━━━━━ Estratto della pagina ━━━━━

"Gli accordi dell'ultimo G7 sugli argomenti che si dibattono sottovoce, primo fra tutti i cambi, stanno sortendo gli effetti voluti: il dollaro si apprezza su tutte le altre principali valute mondiali. L'economia americana sembra in discreta salute, ma non in grado di fungere da volano per il resto del mondo, in special modo per la vecchia Europa che si dibatte tra diverse crisi ed è giunta al punto di mettere in discussione la libera circolazione. Il dollaro si sta apprezzando sulle aspettative di un incremento dei tassi, i guru che si sforzano di interpretare le "uscite" della Yellen pensano che i tempi siano maturi per un incremento dei tassi in linea con gli accordi presi segretamente all'ultimo G7."
Il bel quadretto che ci stava portando, con relativa tranquillità, all'appuntamento del 23 giugno o meglio per noi spettatori al giorno in cui sarà reso noto l'esito del referendum sulla permanenza della Gran Bretagna nella UE, è stato turbato dai dati sull'occupazione negli Stati Uniti d'America. Il dato, pur positivo, si è dimostrato al disotto delle aspettative degli analisti evidenziando un rallentamento dell'occupazione.
La reazione dei mercati è stata stranamente da manuale scolastico: "si allontana la possibilità di una stretta sui tassi ed il dollaro ritorna a deprezzarsi rispetto alle altre valute. Troppo facile: la storia ci ricorda che si possono concretizzare importanti "rischi" quando tutto appare troppo facile; qualcosa di imprevisto, non ipotizzabile al momento, che determinerà conseguenze molto gravi sta per vedere la luce e per essere universalmente percepito. Senza tornare ad Adamo ed Eva è sufficiente ritornare al ricordo dell'euforia del 2000, con un ottobre scoppiettante, con l'economia spinta dalla bolla del settore tecnologico che ha poi portato, dopo l'11 settembre, ad una pesante crisi economica. L'11 settembre fu il detonatore, ma la carica era stata creata ed innescata sovrastimando gli utili delle società tecnologiche basandosi sui dati riguardanti la dimensione dei servizi richiesti dalla clientela; dati forniti dalle società stesse e poi risultati gonfiati.

━━━━━ Dati mostrati ━━━━━

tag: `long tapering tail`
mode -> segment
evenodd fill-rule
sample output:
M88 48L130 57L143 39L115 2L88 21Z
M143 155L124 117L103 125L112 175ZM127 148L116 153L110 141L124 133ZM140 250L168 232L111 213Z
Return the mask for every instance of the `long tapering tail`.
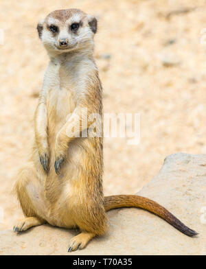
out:
M104 197L106 211L119 207L139 207L148 210L159 215L185 235L190 237L198 235L195 231L185 226L166 209L152 200L137 195L117 195Z

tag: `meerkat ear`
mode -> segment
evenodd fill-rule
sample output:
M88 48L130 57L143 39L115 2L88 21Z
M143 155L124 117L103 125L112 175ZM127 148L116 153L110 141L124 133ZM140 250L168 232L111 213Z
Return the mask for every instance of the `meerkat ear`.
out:
M98 20L94 16L89 16L88 24L91 31L95 34L98 31Z
M41 34L42 34L42 31L43 30L43 23L44 23L44 20L41 20L38 25L37 25L37 31L38 34L38 36L41 38Z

━━━━━

= Completa quanto segue =
1. Stabilisci se ciascuna affermazione concorda con il commento sul dollaro e rispondi sì o no, riportando tra virgolette le parole decisive del commento: (a) il dato sull'occupazione negli Stati Uniti è risultato negativo; (b) dopo quel dato il dollaro è tornato a deprezzarsi rispetto alle altre valute; (c) i dati gonfiati sui servizi richiesti dalla clientela erano stati forniti da analisti esterni.
2. Prosegui il commento sul dollaro partendo dalla sua ultima frase.

= Risposte ai compiti =
1.
(a) No: «Il dato, pur positivo, si è dimostrato al disotto delle aspettative degli analisti».
(b) Sì: «il dollaro ritorna a deprezzarsi rispetto alle altre valute».
(c) No: «dati forniti dalle società stesse e poi risultati gonfiati».

2.
Un altro esempio lo abbiamo avuto nell'ottobre del 2007 dopo un altro periodo di euforia dei mercati: dopo aver festeggiato la ripresa economica e dopo aver accarezzato il sogno di una perpetua tranquillità, siamo stati svegliati dall'esplosione della bolla dei "mutui spazzatura" che ha innescato una delle più grandi crisi economiche dell'era moderna.
Il risultato del voto Inglese sulla permanenza nell'UE potrebbe essere un nuovo detonatore. Oggi non si intravedono segnali che possano svelarci i "toni" del quadro futuro, ma l'esperienza degli "osservatori attenti" dovrebbe indurre a pensare che mai come ora la prudenza è d'obbligo. Sicuramente agli osservatori attenti non deve essere sfuggito il segnale che i "mercati" hanno dato il 22 gennaio ed il 12 febbraio del 2016 con due crolli immotivati. In realtà nulla mai succede immotivatamente: è quindi ragionevole pensare che la motivazione ci è sconosciuta, come a suo tempo erano sconosciute la bolla "tecnologica" e quella dei "mutui sub-prime"
Vorrei tanto pensare di essere in errore e poter dormire tranquillo...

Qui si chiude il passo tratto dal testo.